The line containing "negative clicks: (876, 306) (885, 461)" marks the end: restate word for word every line from the first line of the entries below through that one.

---

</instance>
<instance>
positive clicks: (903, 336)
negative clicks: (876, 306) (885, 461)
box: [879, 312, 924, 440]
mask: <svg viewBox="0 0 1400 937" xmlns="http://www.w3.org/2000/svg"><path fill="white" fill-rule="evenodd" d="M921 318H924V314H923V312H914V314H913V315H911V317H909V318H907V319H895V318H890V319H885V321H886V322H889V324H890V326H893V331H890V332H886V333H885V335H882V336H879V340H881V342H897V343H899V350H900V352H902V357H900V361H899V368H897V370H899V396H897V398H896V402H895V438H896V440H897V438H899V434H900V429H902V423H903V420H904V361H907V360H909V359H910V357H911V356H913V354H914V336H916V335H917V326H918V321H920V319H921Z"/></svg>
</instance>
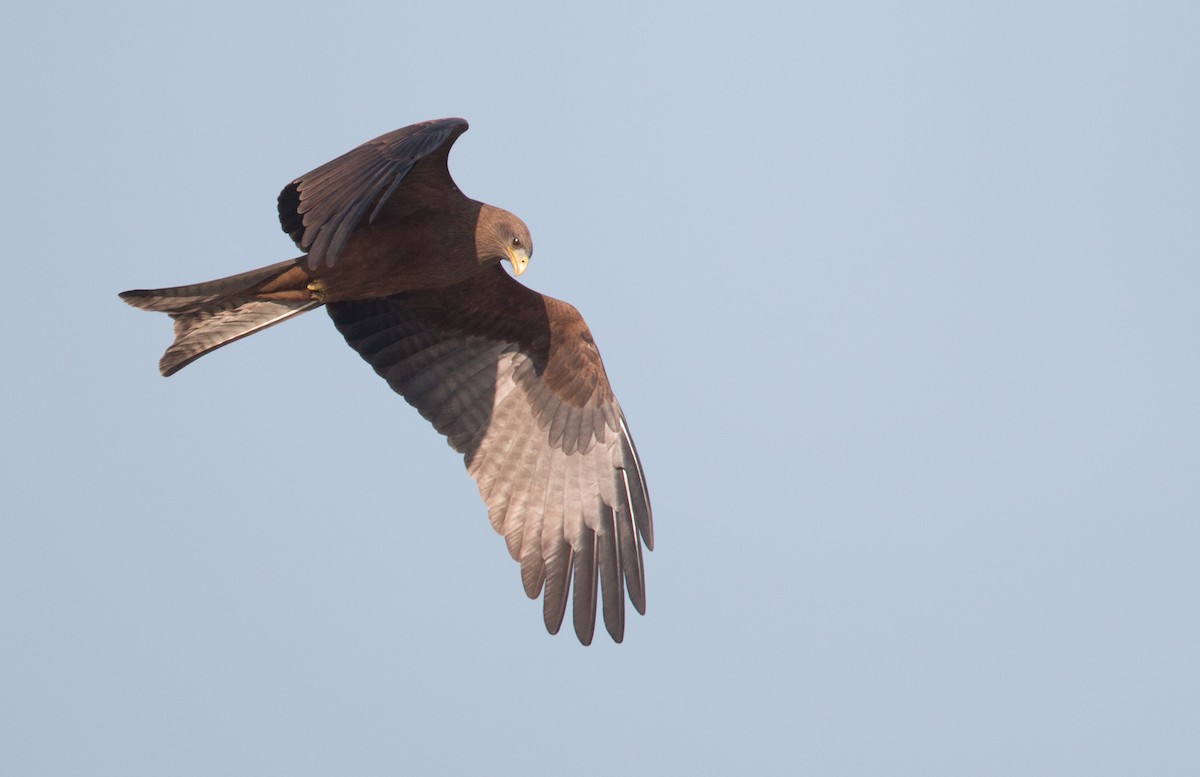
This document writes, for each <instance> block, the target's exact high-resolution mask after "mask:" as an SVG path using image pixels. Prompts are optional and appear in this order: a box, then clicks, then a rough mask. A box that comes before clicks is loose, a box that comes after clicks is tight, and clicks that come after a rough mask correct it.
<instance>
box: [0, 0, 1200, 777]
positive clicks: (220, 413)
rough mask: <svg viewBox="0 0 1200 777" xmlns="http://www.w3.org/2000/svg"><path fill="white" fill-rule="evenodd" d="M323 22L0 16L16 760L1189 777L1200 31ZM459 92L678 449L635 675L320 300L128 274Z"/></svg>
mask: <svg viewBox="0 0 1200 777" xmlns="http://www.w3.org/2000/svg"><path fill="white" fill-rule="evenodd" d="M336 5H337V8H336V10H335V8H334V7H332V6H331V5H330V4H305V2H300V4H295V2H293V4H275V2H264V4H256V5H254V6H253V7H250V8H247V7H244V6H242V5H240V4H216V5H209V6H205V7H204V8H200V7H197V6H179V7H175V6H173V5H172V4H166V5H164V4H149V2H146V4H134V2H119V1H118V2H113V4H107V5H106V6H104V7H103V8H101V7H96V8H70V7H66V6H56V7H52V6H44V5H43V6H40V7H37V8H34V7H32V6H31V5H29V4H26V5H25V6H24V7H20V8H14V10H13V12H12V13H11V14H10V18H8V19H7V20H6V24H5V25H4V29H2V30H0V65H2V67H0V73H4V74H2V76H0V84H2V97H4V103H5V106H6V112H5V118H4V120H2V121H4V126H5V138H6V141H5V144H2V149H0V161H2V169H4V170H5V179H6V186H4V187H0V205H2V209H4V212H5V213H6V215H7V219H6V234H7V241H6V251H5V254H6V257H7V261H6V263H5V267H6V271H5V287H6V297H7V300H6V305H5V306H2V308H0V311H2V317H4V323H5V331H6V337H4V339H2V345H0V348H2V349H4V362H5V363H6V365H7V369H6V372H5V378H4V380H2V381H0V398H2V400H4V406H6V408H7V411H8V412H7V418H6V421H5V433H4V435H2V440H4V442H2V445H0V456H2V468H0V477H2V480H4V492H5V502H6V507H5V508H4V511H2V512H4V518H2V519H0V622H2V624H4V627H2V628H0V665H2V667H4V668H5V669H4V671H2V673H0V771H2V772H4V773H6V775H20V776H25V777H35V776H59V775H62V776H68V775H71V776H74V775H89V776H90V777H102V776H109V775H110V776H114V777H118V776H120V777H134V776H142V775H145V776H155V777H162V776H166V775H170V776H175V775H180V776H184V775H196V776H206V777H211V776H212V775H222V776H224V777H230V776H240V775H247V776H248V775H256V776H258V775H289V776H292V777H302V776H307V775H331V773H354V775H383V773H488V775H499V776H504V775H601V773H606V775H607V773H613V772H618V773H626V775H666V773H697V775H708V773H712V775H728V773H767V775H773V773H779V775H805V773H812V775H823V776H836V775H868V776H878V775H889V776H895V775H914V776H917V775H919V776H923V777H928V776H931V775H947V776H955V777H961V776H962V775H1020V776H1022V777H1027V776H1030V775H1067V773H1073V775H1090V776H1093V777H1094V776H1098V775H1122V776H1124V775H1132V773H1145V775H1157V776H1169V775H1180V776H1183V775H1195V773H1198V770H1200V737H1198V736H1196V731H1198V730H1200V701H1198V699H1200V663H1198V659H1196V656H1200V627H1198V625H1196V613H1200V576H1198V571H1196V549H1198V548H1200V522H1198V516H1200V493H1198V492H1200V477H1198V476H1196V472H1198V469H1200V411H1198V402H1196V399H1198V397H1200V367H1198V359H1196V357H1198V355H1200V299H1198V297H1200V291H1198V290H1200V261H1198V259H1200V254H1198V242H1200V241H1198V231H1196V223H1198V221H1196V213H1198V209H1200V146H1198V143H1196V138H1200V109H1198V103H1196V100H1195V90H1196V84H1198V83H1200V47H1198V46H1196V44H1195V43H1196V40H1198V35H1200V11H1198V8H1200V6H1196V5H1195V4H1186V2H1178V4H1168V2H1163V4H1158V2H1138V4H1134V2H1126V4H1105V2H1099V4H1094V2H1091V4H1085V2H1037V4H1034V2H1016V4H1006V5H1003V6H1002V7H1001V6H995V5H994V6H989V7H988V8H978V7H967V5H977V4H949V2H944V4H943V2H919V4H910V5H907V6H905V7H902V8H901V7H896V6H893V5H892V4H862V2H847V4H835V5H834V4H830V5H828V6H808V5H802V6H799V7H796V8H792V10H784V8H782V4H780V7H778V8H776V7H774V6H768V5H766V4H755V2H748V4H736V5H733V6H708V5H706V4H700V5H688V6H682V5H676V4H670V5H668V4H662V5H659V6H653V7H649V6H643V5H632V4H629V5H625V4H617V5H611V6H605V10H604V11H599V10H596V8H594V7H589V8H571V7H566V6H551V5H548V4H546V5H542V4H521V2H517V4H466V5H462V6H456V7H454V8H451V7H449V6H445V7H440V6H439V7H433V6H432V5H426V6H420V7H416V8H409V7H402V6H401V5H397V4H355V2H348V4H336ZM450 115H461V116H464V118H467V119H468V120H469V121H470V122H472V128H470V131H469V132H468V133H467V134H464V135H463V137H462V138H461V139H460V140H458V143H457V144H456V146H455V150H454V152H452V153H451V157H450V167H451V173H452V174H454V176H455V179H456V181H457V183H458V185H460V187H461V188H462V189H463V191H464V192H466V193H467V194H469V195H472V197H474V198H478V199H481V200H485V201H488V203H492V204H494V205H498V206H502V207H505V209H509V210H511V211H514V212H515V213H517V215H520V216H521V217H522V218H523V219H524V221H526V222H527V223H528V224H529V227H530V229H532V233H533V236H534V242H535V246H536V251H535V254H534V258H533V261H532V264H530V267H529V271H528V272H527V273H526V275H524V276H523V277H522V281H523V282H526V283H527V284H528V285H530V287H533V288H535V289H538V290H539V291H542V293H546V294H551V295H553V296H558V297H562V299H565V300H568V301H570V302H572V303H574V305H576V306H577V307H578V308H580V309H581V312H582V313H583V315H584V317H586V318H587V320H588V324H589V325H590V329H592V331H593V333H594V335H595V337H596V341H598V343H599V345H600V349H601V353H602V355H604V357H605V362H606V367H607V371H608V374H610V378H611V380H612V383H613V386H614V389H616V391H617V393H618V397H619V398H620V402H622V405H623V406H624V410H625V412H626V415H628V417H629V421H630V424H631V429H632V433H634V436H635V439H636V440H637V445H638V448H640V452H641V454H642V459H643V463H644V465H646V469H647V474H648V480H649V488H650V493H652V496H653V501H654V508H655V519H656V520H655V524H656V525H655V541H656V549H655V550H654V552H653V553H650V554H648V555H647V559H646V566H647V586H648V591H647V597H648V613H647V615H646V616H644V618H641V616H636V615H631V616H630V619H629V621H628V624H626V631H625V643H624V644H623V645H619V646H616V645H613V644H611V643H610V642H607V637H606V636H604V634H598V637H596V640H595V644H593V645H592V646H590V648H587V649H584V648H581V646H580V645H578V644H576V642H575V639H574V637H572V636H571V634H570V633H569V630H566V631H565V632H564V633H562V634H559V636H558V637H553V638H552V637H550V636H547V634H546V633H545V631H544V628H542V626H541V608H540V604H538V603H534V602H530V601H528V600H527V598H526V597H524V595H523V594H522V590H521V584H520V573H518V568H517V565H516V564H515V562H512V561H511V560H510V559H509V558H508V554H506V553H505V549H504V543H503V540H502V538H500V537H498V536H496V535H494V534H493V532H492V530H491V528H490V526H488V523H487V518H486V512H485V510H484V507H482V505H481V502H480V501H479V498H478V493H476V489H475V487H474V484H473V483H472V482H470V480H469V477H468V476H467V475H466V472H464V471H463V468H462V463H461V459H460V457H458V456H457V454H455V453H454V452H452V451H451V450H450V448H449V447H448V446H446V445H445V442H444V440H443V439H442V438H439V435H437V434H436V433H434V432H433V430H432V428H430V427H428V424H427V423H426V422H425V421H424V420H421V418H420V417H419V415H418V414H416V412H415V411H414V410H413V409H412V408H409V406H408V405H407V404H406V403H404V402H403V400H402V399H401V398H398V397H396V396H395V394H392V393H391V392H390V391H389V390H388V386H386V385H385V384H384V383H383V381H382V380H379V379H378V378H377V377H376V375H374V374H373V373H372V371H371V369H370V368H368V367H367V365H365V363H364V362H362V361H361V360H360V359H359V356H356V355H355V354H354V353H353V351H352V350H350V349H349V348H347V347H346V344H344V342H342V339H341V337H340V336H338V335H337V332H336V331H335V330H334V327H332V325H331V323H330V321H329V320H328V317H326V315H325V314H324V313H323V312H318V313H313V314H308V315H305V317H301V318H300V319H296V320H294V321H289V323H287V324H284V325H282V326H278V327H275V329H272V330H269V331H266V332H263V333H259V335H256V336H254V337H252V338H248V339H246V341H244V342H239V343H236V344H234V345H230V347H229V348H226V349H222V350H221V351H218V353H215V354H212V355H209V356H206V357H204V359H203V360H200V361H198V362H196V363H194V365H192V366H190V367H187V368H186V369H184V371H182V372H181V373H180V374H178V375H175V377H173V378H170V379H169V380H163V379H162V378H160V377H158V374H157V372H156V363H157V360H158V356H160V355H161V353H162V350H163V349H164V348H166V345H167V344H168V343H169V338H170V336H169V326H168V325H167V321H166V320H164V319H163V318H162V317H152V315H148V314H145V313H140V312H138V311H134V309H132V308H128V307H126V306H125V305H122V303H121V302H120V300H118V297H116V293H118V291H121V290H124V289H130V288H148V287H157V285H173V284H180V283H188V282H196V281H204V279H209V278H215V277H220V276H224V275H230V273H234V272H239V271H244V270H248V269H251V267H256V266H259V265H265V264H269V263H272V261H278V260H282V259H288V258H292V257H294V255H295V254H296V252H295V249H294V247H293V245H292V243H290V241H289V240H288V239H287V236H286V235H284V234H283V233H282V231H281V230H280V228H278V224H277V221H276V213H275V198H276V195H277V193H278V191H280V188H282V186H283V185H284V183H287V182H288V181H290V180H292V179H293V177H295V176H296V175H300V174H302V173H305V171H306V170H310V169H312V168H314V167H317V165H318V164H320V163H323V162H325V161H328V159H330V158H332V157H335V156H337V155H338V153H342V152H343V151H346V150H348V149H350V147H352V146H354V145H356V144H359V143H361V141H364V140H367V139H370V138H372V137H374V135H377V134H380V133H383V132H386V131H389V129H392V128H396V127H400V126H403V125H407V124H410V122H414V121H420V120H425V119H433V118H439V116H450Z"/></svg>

---

Solution to this exercise:
</instance>
<instance>
positive clicks: (903, 336)
negative clicks: (876, 306) (885, 461)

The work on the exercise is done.